Dataset rows:
## Begin
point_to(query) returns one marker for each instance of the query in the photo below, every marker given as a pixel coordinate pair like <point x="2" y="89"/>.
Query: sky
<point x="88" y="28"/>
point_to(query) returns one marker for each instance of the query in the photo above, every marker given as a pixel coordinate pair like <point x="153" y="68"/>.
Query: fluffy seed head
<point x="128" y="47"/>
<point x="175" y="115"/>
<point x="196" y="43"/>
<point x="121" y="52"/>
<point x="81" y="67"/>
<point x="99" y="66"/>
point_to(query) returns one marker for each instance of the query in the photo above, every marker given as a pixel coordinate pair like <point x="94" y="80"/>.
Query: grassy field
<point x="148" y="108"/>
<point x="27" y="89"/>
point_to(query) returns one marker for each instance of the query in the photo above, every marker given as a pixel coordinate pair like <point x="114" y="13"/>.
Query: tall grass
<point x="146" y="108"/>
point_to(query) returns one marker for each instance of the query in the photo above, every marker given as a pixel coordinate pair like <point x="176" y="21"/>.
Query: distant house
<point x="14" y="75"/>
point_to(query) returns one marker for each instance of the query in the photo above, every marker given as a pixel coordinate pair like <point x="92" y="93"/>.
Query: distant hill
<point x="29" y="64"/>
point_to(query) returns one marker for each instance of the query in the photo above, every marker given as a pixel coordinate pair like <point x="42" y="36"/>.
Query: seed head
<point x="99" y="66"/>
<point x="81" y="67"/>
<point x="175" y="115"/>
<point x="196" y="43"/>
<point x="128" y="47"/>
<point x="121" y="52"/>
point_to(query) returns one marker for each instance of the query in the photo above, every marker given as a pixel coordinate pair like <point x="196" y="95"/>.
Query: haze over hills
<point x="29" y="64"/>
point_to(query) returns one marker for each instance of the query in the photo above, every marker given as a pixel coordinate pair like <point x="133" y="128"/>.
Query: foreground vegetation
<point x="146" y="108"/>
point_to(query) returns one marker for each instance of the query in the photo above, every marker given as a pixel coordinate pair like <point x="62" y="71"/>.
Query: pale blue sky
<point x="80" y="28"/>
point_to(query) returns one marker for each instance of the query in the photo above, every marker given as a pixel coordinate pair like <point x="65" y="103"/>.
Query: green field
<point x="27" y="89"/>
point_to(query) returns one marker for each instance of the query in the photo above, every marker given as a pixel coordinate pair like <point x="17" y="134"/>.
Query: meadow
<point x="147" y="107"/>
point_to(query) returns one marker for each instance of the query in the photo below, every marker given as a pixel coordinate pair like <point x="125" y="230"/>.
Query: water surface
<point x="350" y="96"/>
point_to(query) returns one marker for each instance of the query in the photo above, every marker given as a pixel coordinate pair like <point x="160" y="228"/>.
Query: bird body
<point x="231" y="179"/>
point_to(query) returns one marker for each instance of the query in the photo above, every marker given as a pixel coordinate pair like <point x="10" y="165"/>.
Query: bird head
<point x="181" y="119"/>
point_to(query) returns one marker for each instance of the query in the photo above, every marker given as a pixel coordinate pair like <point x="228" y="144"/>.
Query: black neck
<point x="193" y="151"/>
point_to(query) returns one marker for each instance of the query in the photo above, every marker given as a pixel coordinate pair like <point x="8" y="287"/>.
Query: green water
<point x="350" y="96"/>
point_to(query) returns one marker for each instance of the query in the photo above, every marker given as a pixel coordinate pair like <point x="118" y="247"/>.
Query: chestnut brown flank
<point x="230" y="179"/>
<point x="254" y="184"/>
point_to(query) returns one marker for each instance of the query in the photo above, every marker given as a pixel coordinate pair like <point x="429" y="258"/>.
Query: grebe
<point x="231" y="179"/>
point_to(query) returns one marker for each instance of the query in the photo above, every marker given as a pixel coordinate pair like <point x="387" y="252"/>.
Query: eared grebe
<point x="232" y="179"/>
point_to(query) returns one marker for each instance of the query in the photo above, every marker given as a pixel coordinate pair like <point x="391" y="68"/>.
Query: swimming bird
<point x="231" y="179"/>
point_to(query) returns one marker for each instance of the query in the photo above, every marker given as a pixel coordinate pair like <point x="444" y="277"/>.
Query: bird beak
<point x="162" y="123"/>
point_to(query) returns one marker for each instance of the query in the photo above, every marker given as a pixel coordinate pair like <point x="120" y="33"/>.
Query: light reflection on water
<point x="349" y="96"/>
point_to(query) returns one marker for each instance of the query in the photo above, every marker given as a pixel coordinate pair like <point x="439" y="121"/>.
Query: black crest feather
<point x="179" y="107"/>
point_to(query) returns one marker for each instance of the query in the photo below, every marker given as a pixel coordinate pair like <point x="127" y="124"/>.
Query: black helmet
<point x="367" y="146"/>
## End
## Begin
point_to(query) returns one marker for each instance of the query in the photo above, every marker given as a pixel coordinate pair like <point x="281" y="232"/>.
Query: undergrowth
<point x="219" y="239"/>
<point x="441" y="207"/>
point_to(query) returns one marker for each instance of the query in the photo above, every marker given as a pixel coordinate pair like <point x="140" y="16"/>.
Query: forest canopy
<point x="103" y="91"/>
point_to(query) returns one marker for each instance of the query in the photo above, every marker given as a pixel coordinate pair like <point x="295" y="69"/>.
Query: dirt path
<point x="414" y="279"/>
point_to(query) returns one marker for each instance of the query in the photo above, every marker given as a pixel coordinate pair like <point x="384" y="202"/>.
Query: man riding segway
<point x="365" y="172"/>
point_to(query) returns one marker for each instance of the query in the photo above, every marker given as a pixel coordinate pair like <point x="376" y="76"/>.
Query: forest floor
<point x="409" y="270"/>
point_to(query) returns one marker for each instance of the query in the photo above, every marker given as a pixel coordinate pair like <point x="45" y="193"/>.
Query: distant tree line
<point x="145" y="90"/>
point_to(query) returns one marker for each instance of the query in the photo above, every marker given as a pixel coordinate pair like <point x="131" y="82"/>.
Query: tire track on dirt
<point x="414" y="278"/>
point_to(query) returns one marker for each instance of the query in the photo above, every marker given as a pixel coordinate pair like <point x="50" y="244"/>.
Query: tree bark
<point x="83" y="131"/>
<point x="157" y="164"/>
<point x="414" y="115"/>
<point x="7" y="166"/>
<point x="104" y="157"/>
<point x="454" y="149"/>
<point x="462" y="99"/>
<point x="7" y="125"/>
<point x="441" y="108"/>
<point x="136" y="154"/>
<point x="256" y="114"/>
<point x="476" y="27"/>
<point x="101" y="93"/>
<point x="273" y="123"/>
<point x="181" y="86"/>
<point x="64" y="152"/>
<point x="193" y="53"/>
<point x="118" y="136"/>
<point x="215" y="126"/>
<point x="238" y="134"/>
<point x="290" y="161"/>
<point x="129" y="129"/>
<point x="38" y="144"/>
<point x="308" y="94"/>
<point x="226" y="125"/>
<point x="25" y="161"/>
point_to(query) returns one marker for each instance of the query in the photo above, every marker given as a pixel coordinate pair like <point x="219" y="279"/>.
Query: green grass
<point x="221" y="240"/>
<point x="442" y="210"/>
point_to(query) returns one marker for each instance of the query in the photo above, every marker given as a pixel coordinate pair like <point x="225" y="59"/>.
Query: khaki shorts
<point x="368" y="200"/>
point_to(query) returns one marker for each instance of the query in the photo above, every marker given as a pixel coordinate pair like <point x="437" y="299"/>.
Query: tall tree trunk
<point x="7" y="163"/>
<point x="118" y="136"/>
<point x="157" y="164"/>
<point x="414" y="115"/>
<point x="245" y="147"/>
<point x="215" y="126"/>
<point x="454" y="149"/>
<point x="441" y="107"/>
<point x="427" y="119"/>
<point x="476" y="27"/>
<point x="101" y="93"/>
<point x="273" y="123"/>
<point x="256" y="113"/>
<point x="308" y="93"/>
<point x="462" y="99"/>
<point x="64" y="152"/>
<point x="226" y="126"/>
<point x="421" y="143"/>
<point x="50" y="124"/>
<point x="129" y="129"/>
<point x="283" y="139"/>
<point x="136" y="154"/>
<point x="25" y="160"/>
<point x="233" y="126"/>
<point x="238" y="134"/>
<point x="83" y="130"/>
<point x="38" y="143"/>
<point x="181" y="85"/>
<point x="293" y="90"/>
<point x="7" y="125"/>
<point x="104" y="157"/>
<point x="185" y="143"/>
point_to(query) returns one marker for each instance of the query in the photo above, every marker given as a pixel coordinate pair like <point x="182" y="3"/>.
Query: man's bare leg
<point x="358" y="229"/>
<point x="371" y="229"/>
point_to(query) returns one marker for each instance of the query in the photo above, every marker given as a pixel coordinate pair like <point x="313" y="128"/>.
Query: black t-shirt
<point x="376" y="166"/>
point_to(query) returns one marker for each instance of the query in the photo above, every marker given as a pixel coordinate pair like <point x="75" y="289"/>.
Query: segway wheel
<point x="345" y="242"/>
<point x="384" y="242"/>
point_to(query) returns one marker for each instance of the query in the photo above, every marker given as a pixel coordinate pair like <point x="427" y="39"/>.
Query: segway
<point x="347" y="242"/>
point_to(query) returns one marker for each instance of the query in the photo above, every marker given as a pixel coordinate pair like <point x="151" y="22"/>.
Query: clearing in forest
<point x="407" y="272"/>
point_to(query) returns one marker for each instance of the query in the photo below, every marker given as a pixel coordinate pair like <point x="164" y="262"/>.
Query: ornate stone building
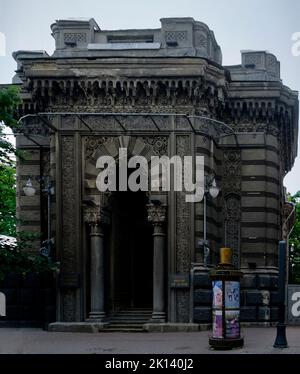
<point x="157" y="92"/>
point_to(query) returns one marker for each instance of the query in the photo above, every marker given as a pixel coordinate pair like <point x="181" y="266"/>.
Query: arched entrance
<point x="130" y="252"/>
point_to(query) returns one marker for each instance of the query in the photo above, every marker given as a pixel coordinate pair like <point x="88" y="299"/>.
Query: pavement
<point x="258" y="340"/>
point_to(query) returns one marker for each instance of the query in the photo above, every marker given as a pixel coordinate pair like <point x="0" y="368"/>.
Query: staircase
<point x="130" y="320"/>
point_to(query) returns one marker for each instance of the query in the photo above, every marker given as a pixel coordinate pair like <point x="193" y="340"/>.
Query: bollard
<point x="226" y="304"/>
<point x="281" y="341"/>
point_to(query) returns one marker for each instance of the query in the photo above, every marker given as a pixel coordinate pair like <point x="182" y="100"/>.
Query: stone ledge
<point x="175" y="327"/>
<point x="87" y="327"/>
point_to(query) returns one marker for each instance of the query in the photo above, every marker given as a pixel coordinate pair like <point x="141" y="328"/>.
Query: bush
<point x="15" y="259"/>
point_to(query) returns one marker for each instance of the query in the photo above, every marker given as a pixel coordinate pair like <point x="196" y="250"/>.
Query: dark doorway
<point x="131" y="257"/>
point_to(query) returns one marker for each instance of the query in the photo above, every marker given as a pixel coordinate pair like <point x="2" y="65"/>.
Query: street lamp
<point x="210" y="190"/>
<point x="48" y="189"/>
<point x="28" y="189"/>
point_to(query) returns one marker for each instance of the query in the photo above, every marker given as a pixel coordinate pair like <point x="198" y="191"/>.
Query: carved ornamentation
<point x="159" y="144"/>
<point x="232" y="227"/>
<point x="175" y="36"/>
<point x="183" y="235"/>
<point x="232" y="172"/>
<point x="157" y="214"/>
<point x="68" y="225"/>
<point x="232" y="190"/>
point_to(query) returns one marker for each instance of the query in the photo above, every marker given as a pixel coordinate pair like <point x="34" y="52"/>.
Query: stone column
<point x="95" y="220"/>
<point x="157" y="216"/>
## End
## Begin
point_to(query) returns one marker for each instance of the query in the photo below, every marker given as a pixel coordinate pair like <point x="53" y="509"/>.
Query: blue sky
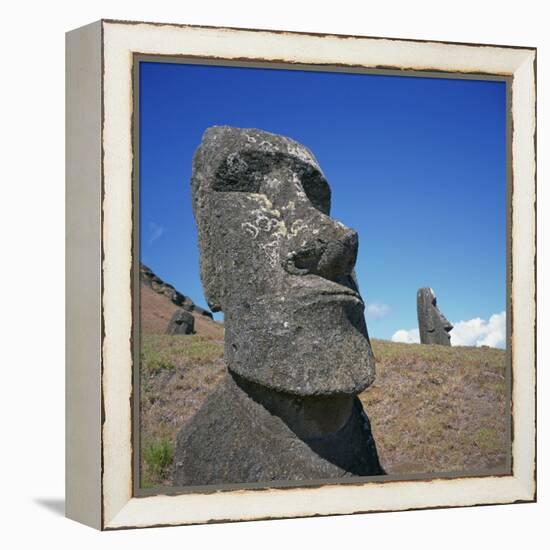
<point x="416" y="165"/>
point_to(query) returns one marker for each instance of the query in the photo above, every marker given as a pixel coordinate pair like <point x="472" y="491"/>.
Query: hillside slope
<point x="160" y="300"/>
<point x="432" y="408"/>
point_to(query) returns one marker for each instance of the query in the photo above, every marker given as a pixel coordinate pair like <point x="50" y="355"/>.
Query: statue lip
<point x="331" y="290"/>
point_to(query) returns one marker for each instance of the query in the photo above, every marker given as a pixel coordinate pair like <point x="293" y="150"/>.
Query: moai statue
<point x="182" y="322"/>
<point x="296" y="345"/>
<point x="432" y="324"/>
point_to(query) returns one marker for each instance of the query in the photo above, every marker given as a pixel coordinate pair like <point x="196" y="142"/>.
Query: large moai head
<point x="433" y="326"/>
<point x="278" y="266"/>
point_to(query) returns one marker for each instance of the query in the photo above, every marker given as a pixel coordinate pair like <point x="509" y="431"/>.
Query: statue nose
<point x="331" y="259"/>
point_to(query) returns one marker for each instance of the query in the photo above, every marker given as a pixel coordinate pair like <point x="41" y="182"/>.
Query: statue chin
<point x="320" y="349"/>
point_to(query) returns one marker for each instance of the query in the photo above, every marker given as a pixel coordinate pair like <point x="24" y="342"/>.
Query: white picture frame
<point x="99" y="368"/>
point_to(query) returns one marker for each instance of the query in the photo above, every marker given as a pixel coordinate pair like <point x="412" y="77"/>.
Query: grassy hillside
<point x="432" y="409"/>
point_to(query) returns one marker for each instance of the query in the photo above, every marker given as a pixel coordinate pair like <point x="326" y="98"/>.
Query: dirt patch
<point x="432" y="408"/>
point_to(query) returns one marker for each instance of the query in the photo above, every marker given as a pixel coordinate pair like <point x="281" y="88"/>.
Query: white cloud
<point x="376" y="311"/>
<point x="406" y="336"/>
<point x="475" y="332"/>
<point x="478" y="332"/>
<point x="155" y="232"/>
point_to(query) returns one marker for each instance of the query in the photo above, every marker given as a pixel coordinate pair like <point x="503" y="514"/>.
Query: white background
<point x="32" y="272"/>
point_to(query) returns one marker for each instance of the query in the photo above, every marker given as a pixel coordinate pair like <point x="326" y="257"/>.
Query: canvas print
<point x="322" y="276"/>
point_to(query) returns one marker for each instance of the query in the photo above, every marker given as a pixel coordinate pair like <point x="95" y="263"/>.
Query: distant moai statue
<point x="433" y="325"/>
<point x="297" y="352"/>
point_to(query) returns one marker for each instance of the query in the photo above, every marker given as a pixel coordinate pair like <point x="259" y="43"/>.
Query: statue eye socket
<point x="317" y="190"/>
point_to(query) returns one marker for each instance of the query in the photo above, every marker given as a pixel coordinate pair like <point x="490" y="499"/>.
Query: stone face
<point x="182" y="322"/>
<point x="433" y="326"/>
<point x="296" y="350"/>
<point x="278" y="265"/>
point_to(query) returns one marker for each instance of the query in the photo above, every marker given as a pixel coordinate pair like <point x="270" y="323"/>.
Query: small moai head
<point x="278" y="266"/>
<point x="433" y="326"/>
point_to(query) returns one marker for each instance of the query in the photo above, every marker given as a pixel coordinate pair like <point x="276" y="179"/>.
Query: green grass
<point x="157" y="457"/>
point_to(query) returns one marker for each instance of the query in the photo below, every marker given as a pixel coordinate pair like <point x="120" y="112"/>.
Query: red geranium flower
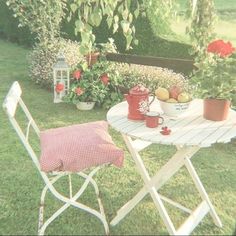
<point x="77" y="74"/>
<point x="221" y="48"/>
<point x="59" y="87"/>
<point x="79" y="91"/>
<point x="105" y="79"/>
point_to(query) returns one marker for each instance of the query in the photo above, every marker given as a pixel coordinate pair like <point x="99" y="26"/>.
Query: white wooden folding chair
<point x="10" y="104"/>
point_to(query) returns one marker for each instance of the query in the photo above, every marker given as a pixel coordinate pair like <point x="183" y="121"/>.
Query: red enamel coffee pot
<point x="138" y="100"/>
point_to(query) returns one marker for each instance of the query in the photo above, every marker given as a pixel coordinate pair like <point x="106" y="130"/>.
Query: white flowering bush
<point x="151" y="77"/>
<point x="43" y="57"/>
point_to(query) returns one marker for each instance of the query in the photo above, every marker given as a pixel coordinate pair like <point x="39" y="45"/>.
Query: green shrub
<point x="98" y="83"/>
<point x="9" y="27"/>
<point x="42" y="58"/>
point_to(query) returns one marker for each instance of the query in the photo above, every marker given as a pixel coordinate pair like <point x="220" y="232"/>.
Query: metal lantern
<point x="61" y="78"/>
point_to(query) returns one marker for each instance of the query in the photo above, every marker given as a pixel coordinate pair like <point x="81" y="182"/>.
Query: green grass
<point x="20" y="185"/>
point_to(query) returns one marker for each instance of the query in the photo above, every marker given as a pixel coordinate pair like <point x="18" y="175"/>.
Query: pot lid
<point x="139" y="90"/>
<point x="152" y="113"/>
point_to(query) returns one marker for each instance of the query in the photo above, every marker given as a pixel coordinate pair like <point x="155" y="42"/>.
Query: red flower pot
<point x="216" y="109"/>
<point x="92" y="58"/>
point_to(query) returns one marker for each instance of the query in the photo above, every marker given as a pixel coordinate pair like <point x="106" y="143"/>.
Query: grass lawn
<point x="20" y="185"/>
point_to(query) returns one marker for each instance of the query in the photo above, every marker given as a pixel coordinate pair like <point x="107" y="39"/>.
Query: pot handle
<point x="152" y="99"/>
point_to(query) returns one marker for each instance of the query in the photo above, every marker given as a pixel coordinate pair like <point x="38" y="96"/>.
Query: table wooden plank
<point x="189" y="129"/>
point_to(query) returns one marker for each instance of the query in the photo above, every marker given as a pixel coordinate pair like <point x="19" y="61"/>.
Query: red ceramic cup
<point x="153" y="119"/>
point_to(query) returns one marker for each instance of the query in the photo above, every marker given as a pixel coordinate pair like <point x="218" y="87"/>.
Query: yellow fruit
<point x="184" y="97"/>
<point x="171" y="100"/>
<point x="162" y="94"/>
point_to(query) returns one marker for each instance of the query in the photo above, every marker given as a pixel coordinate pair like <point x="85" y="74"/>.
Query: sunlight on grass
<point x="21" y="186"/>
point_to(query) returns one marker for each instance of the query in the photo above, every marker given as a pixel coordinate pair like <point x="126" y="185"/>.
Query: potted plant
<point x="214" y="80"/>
## End
▸ WHAT NEEDS TO BE DONE: Collect every line in the listing that contains the word "black".

▸ EXERCISE OUTPUT:
Query: black neck
Query: black crest feather
Query: black helmet
Query: black t-shirt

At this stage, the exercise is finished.